Repeat word for word the line with "For each instance of the skin, drop" and every line after it until the records below run out.

[DATA SUPPLIED Boundary: Start]

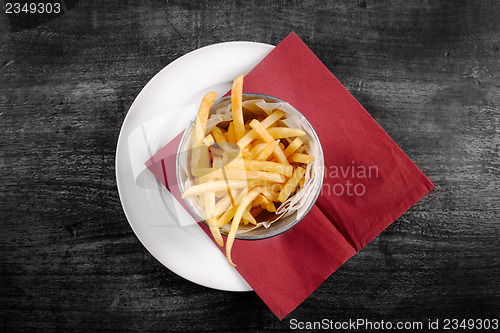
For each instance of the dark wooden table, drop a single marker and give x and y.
(427, 71)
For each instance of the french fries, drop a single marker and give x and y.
(244, 171)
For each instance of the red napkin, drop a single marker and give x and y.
(369, 181)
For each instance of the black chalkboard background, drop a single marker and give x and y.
(427, 71)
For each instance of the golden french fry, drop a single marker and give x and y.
(201, 120)
(285, 132)
(268, 166)
(226, 217)
(208, 140)
(217, 162)
(250, 168)
(236, 107)
(198, 172)
(236, 221)
(257, 149)
(291, 184)
(292, 147)
(302, 181)
(255, 211)
(261, 131)
(247, 217)
(215, 186)
(301, 158)
(231, 135)
(301, 149)
(260, 200)
(250, 136)
(218, 135)
(209, 199)
(264, 154)
(280, 156)
(271, 195)
(270, 207)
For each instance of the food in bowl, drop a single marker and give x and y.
(245, 168)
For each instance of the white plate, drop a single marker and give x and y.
(160, 112)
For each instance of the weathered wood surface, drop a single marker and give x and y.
(427, 71)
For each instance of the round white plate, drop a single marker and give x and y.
(160, 112)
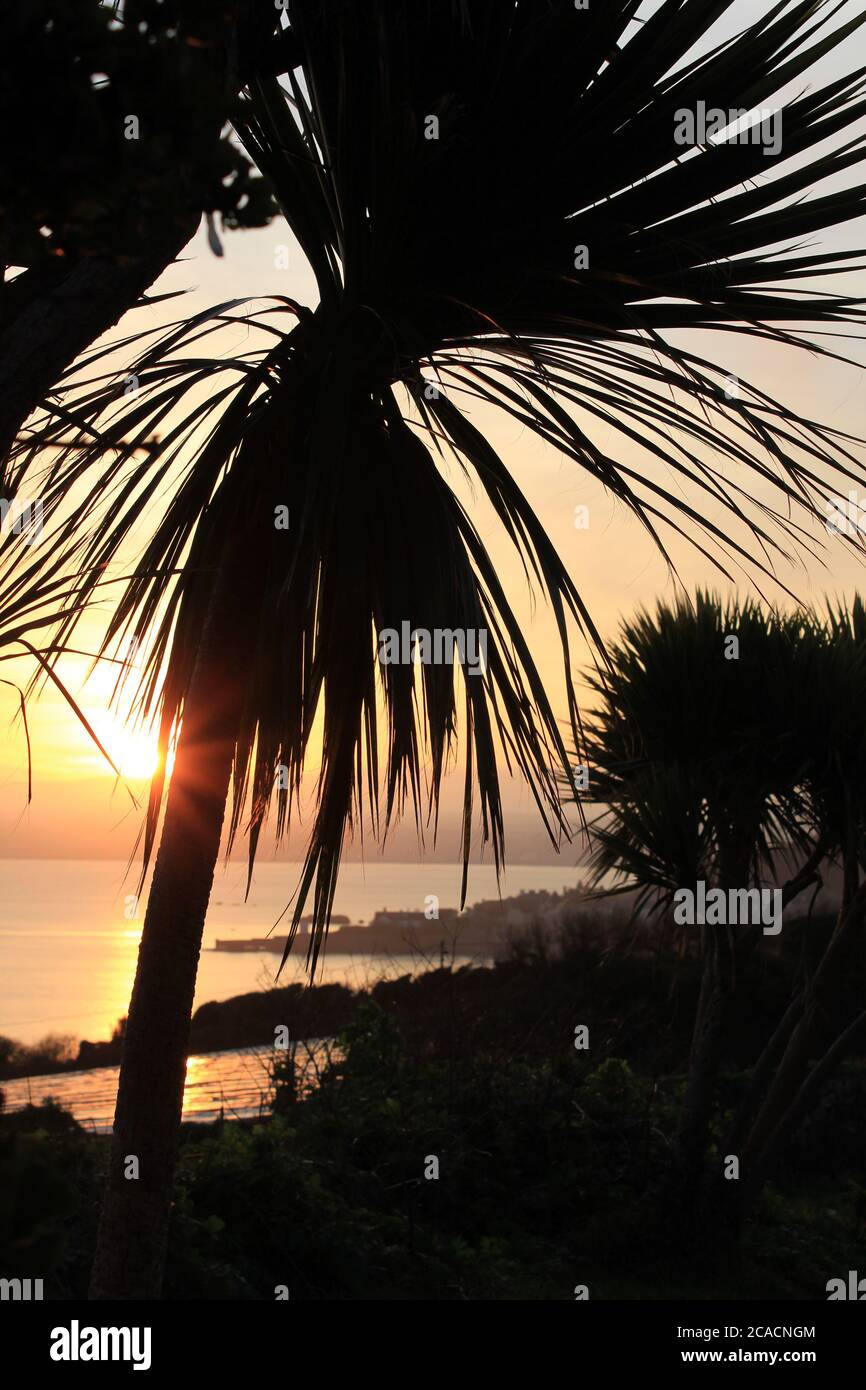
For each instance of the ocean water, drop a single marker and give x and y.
(231, 1084)
(70, 931)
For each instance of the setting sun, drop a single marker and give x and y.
(134, 751)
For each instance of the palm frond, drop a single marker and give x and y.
(452, 260)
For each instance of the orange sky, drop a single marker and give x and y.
(78, 811)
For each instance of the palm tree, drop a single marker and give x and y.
(719, 770)
(495, 207)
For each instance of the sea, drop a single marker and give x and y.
(68, 941)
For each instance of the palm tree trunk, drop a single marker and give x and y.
(705, 1059)
(134, 1223)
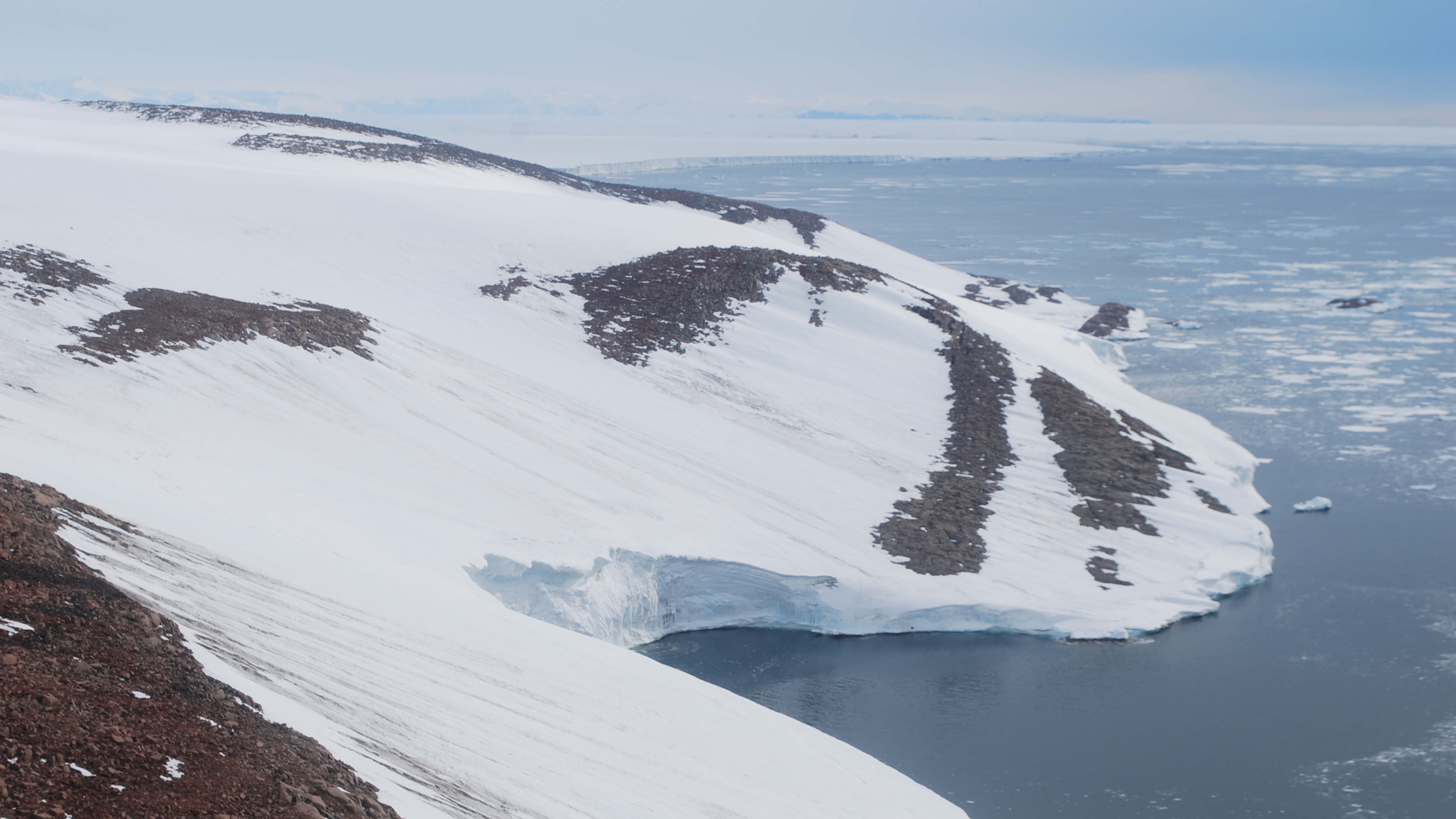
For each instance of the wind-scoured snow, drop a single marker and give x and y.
(379, 423)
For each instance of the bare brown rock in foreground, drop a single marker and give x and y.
(105, 713)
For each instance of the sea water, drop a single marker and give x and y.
(1329, 690)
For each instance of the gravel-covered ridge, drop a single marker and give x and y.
(105, 713)
(1109, 320)
(1104, 464)
(167, 321)
(424, 149)
(679, 298)
(46, 273)
(940, 530)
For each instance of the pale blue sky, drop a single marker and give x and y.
(1173, 60)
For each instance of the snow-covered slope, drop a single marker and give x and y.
(352, 381)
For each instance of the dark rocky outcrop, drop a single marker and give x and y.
(1104, 569)
(1104, 464)
(46, 273)
(165, 321)
(410, 148)
(940, 531)
(1109, 320)
(1212, 502)
(504, 291)
(679, 298)
(82, 744)
(1163, 452)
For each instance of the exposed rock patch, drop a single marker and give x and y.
(940, 531)
(1109, 468)
(1352, 304)
(46, 273)
(410, 148)
(1163, 452)
(1018, 295)
(1104, 569)
(107, 713)
(1109, 320)
(504, 291)
(989, 289)
(167, 321)
(1212, 502)
(669, 301)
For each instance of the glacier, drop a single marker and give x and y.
(429, 544)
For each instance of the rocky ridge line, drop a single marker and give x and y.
(426, 149)
(679, 298)
(46, 273)
(165, 321)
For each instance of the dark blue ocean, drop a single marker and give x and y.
(1329, 690)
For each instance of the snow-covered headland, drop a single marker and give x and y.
(372, 400)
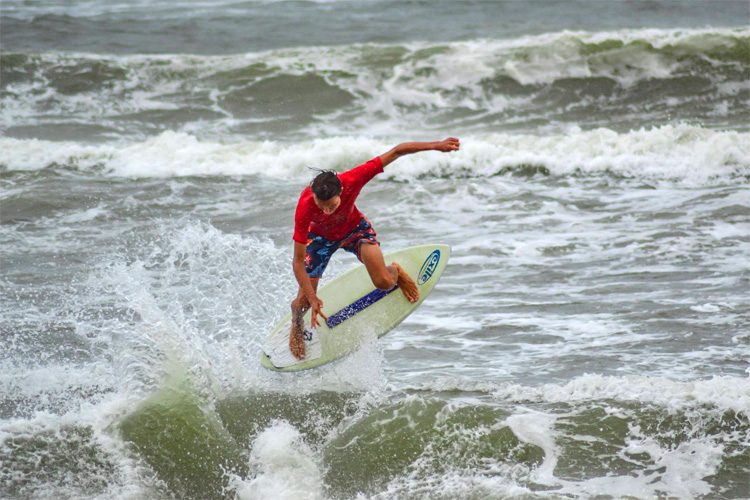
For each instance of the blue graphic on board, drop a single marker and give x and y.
(428, 268)
(358, 305)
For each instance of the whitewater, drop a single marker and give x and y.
(590, 338)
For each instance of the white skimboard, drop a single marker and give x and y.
(356, 311)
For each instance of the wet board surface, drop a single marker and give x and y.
(356, 311)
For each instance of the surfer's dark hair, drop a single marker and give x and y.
(326, 185)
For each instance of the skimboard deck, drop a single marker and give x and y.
(356, 311)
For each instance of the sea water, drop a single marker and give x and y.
(589, 339)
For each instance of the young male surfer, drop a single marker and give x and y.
(327, 219)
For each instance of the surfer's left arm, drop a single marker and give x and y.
(407, 148)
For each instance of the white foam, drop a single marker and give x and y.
(684, 153)
(723, 393)
(284, 468)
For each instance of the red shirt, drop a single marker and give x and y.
(309, 218)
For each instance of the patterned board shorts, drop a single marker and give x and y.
(320, 250)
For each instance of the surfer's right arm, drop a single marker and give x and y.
(298, 265)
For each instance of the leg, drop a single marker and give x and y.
(300, 306)
(386, 277)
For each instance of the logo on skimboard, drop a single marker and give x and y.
(428, 268)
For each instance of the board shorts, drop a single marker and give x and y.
(320, 249)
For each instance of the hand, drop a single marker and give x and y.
(448, 145)
(317, 306)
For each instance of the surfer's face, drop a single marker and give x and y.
(328, 206)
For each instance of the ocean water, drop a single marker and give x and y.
(590, 338)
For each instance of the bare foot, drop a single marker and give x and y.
(297, 342)
(406, 284)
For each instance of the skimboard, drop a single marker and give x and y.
(356, 311)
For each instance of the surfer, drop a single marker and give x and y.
(327, 219)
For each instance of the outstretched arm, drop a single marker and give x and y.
(407, 148)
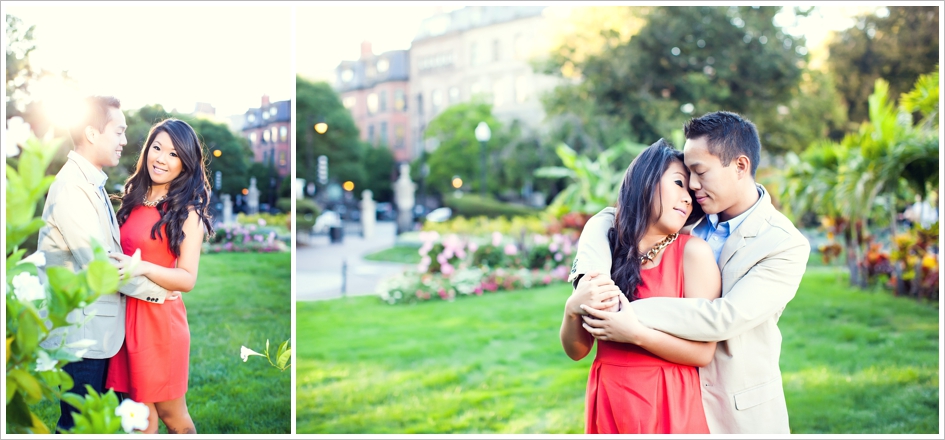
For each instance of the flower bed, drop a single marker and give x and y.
(246, 238)
(452, 265)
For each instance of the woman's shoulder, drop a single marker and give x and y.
(696, 249)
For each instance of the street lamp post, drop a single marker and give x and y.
(482, 135)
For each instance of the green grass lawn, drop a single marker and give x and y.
(853, 362)
(240, 299)
(397, 254)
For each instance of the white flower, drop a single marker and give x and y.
(44, 362)
(27, 287)
(18, 132)
(37, 258)
(133, 415)
(245, 353)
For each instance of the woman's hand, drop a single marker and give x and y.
(622, 326)
(124, 263)
(594, 291)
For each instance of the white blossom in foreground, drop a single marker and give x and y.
(245, 353)
(27, 287)
(133, 415)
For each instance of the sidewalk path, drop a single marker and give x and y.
(319, 264)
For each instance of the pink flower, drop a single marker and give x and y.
(447, 269)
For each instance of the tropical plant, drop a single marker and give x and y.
(857, 182)
(594, 183)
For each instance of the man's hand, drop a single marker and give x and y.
(595, 291)
(622, 326)
(124, 264)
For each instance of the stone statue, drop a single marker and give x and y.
(368, 214)
(252, 198)
(404, 190)
(227, 210)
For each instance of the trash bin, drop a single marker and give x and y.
(335, 234)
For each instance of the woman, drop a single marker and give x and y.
(164, 213)
(653, 387)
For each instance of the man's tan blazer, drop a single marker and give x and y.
(75, 212)
(762, 263)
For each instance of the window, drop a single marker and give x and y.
(521, 89)
(454, 95)
(372, 103)
(400, 102)
(473, 54)
(519, 46)
(437, 99)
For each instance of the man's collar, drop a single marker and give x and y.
(734, 222)
(94, 175)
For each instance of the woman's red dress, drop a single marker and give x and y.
(152, 364)
(630, 390)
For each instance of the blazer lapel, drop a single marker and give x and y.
(746, 231)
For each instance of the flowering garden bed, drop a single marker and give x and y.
(453, 265)
(246, 238)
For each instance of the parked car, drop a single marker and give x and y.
(324, 222)
(440, 215)
(385, 211)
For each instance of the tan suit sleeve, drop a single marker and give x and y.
(143, 288)
(764, 290)
(593, 251)
(79, 222)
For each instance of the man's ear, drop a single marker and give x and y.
(743, 166)
(90, 134)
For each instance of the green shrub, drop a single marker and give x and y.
(306, 211)
(471, 205)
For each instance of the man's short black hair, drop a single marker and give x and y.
(728, 136)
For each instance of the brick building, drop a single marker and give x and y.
(269, 131)
(375, 90)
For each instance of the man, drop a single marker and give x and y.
(762, 257)
(76, 211)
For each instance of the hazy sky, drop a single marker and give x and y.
(174, 54)
(328, 34)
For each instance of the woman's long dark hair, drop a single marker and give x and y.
(189, 190)
(639, 192)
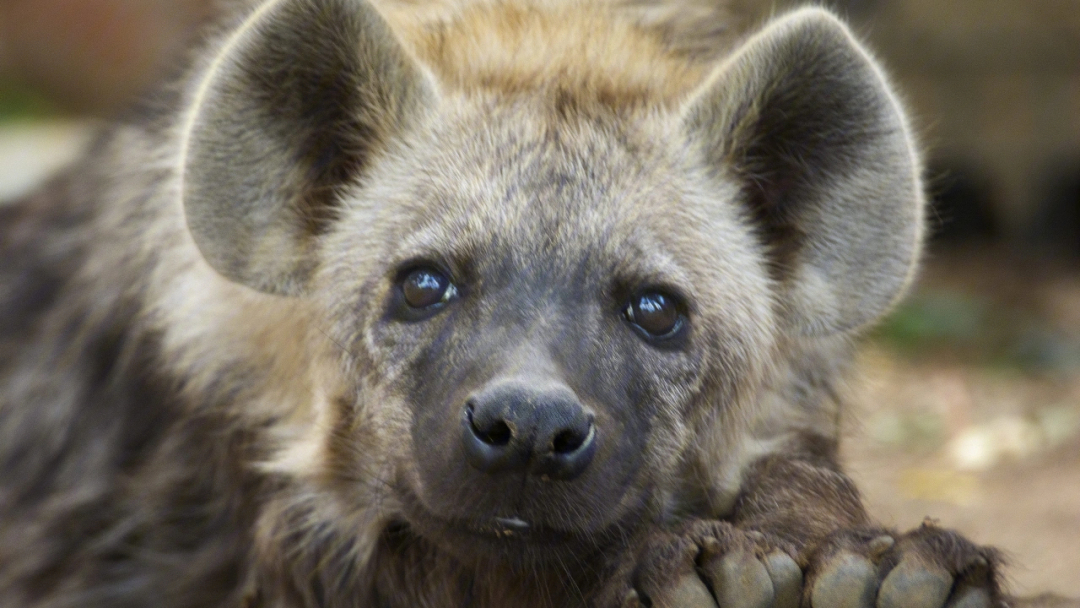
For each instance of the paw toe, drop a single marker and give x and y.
(848, 581)
(913, 584)
(688, 592)
(786, 580)
(740, 581)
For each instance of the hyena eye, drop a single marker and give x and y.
(656, 313)
(424, 287)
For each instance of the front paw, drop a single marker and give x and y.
(929, 567)
(706, 564)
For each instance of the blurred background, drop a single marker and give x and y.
(967, 405)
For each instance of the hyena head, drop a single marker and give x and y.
(561, 259)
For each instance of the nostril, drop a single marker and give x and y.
(496, 433)
(567, 442)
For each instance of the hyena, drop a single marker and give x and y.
(448, 304)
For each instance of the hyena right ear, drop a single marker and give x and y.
(801, 118)
(294, 106)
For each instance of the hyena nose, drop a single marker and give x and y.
(544, 433)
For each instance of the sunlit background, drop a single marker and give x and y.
(968, 399)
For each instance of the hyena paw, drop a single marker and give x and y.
(707, 565)
(929, 567)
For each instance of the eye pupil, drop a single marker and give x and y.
(655, 312)
(423, 287)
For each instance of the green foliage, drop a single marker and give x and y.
(980, 330)
(19, 103)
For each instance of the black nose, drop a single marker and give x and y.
(514, 428)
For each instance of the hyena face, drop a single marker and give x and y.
(545, 309)
(558, 272)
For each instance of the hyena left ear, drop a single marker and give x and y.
(297, 103)
(802, 119)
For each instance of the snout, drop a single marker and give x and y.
(515, 428)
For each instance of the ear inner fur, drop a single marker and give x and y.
(802, 118)
(272, 135)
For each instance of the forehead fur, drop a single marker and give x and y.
(584, 50)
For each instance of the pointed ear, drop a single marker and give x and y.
(295, 105)
(802, 119)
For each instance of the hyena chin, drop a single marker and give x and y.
(448, 302)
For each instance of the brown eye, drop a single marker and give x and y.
(656, 313)
(426, 287)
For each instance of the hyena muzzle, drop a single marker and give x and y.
(531, 302)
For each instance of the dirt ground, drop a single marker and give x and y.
(979, 427)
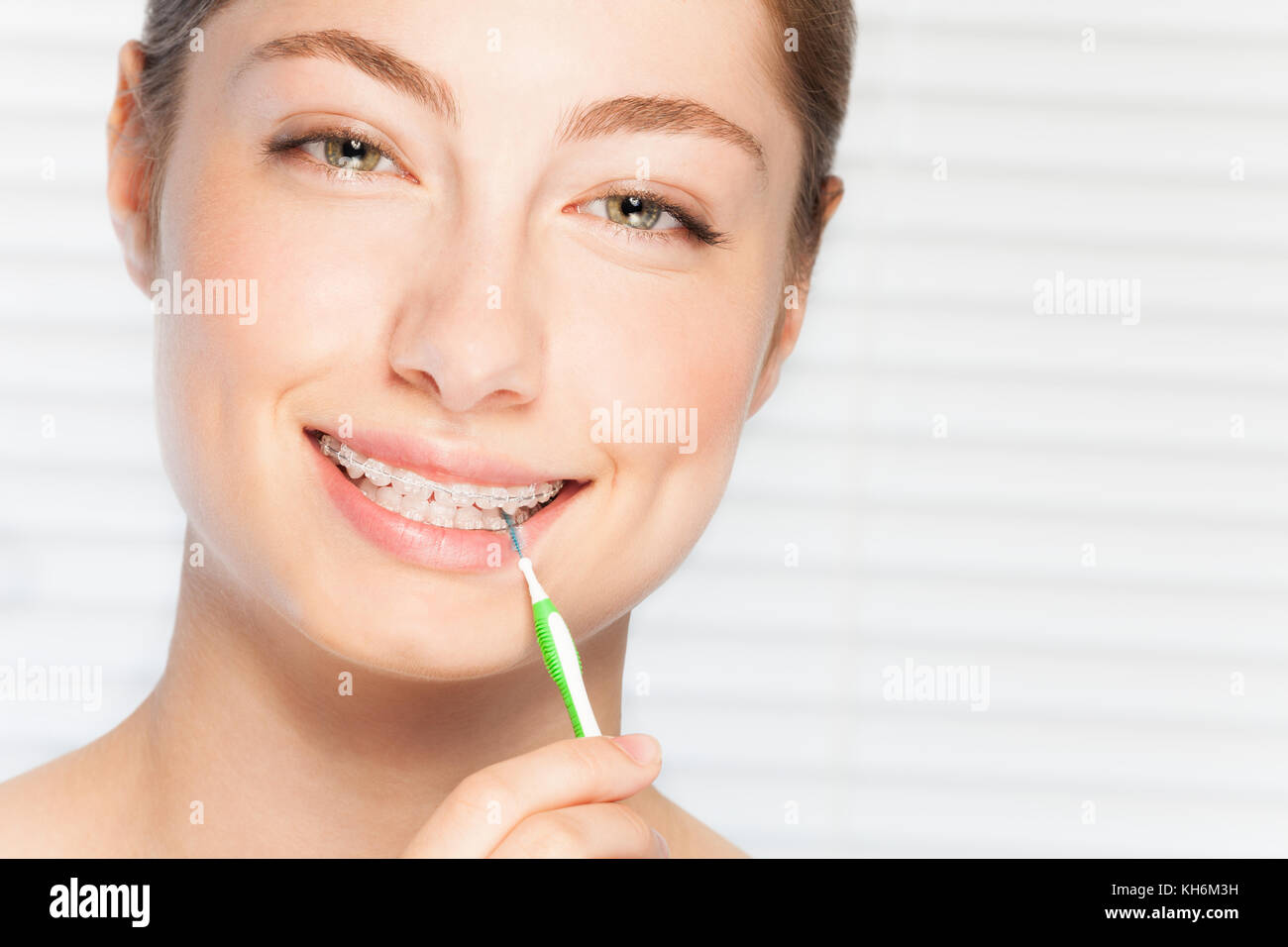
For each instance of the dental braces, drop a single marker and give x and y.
(421, 487)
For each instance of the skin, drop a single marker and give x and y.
(373, 303)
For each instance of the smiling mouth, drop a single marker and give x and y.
(421, 500)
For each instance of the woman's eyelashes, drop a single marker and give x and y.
(347, 154)
(643, 214)
(342, 154)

[DATA SUPPLIED Boundary: End]

**TASK OUTPUT:**
For each instance of the skin, drop a single marker and give x and y.
(373, 303)
For each instance of the smiling mouth, drop a single marker and give x and y.
(421, 500)
For each instance of the woman's eyelashes, drop a single marker and give x and y.
(347, 154)
(643, 214)
(342, 154)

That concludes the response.